Records from a collection:
━━━━━━━━━━━━━━━━━━━━━━━━━━━━━━

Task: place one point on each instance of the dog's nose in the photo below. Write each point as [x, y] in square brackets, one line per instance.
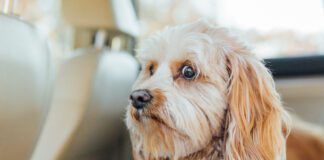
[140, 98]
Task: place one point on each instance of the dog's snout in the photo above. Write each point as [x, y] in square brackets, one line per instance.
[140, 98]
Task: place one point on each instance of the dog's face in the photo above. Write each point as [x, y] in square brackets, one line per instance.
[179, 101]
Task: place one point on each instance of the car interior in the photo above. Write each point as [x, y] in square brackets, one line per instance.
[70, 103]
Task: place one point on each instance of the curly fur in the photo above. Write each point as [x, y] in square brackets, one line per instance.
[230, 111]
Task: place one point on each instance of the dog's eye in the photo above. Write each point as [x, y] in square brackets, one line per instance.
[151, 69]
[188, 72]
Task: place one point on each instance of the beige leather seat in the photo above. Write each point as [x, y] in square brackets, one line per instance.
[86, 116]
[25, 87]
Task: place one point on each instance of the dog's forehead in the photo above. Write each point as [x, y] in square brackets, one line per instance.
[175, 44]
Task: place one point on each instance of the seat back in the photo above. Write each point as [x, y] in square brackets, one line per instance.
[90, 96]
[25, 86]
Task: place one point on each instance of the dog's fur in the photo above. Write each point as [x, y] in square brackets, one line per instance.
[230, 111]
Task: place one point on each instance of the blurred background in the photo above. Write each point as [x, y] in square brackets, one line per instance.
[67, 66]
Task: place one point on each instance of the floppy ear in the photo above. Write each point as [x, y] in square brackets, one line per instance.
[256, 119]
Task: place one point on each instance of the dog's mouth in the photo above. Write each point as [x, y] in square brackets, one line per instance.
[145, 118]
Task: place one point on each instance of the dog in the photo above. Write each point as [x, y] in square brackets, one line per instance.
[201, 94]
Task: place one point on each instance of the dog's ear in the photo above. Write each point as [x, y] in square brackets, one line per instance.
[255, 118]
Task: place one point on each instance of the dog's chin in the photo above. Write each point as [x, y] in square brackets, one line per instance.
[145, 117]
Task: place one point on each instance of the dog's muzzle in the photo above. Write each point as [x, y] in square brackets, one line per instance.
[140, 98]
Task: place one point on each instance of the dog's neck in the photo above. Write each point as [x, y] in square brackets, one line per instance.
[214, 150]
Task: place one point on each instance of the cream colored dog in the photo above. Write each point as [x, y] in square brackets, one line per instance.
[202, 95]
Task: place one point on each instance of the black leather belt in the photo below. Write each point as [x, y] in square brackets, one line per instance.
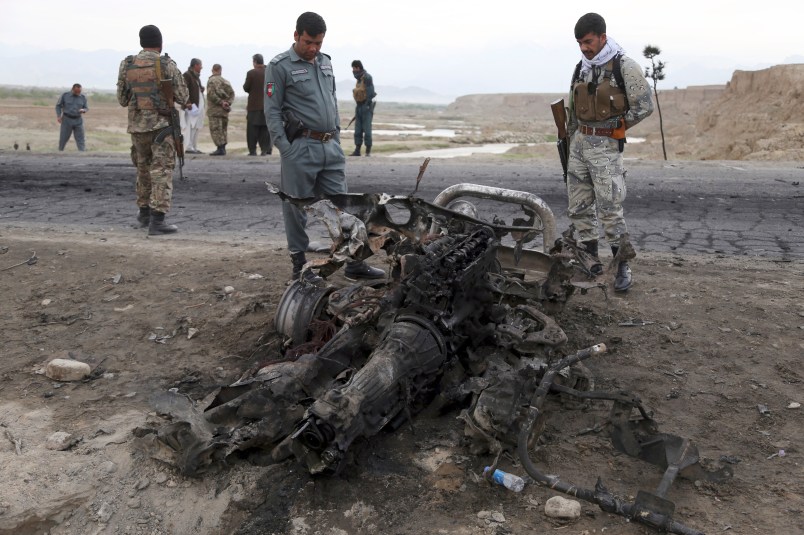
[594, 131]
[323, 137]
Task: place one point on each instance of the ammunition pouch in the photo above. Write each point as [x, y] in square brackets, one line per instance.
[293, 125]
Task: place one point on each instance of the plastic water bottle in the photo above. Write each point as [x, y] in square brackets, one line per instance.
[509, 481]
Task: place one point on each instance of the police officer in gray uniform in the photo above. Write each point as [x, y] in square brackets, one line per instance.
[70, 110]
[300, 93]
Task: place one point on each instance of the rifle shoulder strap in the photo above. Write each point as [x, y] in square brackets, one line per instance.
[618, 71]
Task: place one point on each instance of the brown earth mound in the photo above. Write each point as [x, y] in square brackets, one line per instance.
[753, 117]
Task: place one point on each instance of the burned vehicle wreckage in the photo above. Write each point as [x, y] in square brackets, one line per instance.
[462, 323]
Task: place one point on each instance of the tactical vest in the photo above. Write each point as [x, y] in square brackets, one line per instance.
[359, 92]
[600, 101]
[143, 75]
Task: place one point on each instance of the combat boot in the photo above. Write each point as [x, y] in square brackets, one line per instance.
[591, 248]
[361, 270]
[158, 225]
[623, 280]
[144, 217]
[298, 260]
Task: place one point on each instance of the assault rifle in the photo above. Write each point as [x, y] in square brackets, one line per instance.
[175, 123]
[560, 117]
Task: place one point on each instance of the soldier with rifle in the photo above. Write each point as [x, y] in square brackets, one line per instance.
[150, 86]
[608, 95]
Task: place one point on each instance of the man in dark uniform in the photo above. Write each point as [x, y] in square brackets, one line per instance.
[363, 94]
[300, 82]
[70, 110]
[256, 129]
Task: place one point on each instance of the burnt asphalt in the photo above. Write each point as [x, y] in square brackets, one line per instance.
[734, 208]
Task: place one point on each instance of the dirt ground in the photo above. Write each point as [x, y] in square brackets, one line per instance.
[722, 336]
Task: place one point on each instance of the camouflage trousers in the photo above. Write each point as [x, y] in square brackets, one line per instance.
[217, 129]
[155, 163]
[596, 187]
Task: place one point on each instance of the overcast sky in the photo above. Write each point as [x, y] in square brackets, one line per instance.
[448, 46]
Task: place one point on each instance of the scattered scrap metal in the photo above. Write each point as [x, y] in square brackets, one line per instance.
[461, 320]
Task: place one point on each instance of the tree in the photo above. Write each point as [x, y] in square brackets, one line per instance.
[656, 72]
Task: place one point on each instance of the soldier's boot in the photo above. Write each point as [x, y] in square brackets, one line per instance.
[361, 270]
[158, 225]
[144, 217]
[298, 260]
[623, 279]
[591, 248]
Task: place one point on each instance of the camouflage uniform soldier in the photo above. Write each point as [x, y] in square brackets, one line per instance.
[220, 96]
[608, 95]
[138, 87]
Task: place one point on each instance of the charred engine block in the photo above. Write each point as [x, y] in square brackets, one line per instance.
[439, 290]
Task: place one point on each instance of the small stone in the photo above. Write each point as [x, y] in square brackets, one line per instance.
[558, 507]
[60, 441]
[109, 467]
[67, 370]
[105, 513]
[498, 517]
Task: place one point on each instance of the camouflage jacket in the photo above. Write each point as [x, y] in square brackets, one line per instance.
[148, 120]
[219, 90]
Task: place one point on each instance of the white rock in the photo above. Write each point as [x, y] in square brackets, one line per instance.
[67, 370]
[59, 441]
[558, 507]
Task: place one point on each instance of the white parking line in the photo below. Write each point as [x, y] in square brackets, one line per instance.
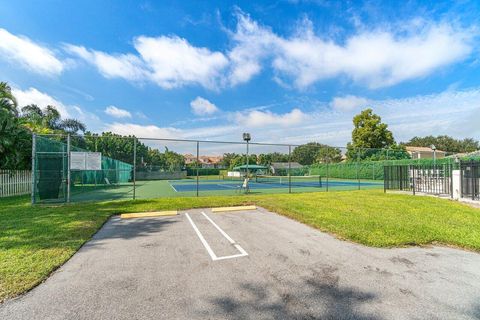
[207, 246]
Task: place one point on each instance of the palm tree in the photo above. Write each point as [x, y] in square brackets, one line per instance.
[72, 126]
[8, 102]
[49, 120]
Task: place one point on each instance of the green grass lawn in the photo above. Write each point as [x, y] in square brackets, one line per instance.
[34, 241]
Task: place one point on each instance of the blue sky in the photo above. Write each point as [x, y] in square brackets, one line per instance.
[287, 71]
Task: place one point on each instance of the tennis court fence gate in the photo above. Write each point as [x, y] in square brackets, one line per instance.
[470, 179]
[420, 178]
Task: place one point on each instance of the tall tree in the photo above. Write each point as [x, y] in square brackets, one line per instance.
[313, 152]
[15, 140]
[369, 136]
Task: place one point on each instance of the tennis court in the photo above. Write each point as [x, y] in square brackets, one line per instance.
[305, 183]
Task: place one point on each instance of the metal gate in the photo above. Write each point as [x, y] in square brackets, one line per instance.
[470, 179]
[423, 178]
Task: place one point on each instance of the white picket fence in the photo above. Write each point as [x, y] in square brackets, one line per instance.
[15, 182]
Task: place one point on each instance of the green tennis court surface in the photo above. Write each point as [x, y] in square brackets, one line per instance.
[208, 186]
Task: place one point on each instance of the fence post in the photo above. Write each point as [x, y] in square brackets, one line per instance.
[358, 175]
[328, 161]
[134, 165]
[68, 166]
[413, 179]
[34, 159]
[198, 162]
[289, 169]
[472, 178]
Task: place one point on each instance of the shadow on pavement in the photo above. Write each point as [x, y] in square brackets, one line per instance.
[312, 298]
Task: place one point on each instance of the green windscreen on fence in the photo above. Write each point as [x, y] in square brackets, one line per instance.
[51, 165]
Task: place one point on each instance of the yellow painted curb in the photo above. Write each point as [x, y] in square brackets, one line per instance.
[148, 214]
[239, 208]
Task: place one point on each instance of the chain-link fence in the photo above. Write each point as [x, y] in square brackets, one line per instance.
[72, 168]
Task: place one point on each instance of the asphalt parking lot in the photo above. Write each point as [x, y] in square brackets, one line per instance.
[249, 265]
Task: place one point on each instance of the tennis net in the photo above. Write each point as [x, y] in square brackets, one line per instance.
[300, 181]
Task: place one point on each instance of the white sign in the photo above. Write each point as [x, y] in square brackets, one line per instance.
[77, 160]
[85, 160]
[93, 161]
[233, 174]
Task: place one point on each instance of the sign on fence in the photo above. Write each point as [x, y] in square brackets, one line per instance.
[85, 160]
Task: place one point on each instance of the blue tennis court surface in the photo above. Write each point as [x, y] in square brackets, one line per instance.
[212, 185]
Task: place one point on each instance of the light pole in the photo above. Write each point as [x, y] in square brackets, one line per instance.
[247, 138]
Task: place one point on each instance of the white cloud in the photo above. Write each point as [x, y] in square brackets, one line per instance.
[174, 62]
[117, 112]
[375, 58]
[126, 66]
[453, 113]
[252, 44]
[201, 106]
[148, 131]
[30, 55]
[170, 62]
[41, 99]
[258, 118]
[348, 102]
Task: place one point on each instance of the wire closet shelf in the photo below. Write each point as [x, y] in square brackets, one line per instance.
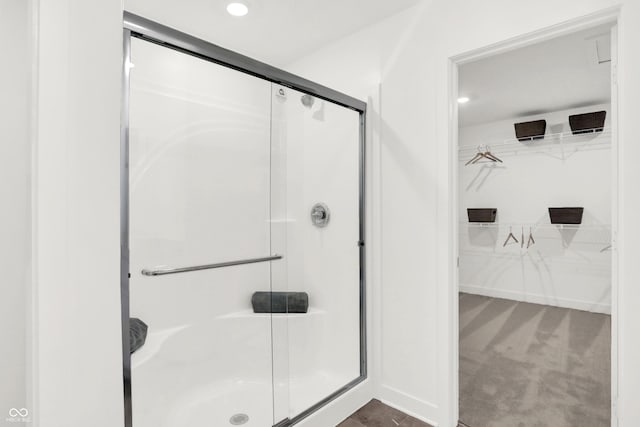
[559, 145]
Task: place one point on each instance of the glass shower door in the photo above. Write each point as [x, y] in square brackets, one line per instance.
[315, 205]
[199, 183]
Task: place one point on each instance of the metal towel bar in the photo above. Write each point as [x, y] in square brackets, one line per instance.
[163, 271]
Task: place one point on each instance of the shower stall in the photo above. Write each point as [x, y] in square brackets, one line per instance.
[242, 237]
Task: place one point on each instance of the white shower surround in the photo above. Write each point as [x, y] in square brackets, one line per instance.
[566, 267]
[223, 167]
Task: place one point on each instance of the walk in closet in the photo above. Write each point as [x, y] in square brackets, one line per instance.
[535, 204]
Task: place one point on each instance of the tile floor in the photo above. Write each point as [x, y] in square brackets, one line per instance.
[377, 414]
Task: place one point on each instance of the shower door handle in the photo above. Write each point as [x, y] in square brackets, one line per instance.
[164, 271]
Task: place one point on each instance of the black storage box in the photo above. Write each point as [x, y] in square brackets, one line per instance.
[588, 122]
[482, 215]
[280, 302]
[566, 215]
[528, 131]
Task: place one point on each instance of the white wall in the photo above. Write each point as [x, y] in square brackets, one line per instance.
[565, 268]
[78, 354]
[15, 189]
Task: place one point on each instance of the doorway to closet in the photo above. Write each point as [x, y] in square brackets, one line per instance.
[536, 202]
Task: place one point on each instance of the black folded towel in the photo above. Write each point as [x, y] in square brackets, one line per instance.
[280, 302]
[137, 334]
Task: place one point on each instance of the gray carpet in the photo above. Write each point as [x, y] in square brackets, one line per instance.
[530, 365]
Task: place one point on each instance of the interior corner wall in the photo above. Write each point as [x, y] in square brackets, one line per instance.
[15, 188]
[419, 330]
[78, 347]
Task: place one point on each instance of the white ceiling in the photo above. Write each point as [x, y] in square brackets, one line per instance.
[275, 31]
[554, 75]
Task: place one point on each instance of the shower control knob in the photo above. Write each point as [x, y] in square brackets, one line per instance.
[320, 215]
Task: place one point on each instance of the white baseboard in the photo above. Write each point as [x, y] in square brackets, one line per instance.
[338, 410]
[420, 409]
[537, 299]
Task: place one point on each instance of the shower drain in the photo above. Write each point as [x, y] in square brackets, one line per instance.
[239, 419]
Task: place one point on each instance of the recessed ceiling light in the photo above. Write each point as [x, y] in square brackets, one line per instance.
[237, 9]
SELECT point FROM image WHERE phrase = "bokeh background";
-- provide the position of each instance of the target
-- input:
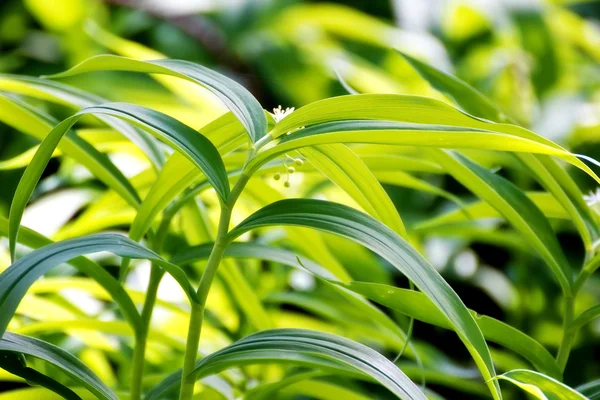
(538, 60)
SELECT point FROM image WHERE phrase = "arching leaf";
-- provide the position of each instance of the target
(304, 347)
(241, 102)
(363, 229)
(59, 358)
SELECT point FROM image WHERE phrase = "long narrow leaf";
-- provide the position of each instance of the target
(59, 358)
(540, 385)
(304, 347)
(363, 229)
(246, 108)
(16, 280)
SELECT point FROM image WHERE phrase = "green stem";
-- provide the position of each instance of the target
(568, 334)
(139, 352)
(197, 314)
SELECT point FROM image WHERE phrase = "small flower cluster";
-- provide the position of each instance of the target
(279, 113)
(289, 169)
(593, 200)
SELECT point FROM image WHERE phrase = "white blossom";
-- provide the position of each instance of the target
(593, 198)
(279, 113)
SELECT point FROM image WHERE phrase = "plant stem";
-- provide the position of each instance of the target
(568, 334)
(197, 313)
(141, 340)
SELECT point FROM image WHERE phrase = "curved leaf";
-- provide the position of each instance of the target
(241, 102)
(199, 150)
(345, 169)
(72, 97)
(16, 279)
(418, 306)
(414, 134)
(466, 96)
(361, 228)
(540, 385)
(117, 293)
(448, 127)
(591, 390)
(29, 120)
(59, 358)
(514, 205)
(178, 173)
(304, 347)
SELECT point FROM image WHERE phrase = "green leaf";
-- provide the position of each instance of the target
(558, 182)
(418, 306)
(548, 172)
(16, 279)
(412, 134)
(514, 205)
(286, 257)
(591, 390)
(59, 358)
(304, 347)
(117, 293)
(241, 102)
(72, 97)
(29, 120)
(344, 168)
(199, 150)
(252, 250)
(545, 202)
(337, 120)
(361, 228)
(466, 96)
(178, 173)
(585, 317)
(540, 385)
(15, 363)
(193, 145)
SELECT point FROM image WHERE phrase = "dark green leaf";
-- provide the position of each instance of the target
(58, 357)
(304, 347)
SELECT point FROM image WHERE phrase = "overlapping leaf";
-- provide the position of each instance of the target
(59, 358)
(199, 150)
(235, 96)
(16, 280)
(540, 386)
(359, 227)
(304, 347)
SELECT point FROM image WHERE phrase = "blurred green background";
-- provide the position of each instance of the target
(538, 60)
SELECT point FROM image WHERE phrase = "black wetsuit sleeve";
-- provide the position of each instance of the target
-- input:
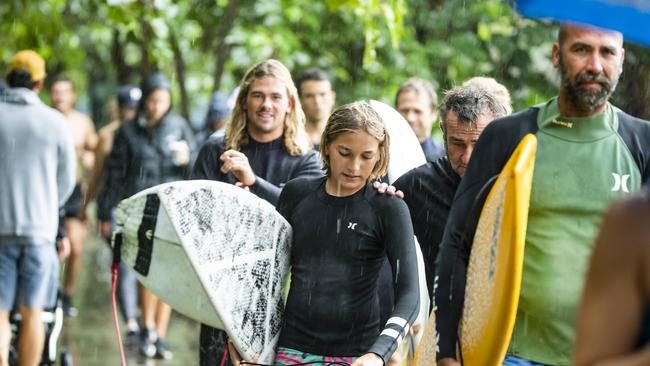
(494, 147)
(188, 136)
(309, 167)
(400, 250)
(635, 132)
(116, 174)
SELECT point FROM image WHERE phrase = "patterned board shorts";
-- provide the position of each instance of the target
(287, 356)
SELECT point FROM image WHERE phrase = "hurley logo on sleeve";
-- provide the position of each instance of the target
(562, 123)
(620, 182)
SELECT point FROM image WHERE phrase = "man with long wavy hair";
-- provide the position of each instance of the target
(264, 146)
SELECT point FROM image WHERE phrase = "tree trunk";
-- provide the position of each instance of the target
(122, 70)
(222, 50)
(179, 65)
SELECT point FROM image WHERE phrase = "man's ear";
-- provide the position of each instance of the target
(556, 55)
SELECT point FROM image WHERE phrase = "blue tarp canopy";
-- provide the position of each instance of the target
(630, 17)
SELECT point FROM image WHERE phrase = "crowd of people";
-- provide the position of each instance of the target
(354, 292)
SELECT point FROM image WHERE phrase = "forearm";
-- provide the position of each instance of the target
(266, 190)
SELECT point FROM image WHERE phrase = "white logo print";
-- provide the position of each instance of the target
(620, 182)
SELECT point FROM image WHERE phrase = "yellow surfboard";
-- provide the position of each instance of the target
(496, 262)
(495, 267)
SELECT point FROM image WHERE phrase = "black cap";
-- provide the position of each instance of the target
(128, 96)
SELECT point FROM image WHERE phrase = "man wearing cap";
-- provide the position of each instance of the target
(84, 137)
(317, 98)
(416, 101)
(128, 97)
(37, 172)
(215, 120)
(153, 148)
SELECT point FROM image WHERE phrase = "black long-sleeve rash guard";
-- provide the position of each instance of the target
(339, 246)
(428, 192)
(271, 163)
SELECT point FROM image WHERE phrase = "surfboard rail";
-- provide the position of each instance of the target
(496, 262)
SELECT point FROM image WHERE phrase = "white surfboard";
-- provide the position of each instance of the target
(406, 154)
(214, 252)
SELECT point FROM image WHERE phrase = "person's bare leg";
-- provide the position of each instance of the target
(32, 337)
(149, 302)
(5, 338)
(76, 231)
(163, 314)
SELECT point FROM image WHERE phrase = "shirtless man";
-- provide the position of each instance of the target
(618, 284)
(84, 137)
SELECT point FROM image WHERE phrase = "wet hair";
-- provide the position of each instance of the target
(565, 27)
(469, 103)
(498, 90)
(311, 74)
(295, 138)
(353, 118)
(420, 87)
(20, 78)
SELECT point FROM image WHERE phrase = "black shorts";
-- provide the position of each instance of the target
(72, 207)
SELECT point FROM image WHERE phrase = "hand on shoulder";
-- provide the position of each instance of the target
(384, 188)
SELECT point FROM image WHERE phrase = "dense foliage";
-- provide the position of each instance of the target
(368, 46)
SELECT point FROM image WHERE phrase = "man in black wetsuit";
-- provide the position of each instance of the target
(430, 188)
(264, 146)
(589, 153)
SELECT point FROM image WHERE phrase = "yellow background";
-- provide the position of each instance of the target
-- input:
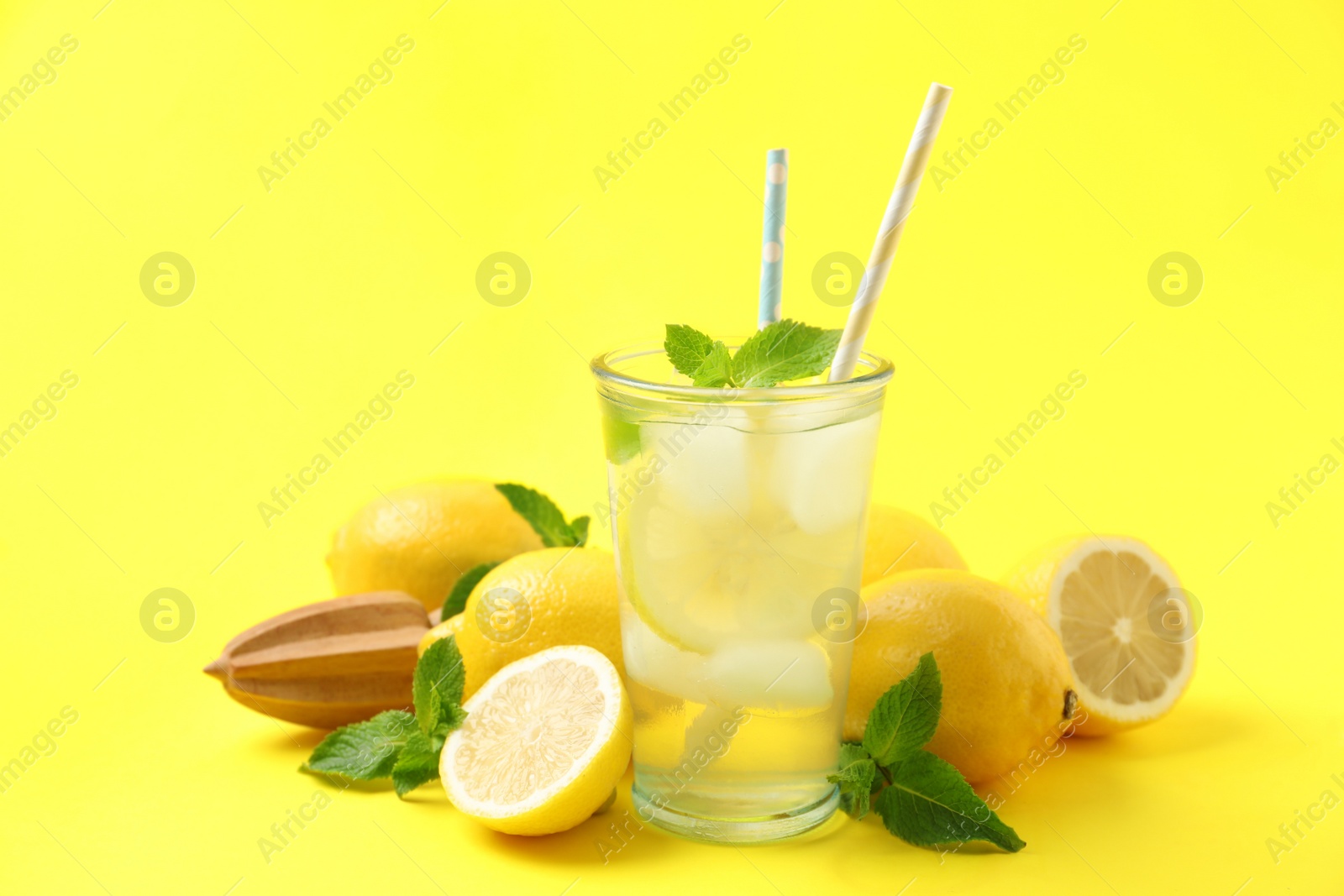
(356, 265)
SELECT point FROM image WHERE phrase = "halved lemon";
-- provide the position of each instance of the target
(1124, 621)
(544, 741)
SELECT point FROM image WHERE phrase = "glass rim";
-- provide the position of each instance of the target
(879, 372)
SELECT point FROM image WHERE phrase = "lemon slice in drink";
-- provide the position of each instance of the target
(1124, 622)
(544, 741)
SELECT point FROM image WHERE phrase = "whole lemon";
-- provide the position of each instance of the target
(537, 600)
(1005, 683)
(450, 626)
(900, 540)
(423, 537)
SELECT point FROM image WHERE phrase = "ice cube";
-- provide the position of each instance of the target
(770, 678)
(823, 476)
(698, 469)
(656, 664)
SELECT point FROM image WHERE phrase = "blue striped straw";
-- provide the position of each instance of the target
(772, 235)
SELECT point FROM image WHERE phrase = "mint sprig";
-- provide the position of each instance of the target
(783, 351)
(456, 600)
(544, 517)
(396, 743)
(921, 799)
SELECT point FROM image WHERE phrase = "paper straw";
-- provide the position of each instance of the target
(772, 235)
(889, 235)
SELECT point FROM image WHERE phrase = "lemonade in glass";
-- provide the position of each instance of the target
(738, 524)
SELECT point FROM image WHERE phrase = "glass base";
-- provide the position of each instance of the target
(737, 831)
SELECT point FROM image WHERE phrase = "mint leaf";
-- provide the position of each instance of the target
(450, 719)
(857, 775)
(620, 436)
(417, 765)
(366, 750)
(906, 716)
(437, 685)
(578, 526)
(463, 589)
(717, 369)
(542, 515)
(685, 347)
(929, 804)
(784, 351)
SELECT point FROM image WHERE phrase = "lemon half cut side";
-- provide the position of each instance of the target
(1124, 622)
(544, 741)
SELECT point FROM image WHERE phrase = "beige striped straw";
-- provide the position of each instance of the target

━━━━━━━━━━━━━━━━━━━━━━━━━━━━━━

Problem description: Look through the data above and report every line in which "mint" appears.

Response to this exercise:
SELECT point FROM image WHERE phrase = "mint sprig";
SELECT point FROM image WHERE phrase = "mint leaf";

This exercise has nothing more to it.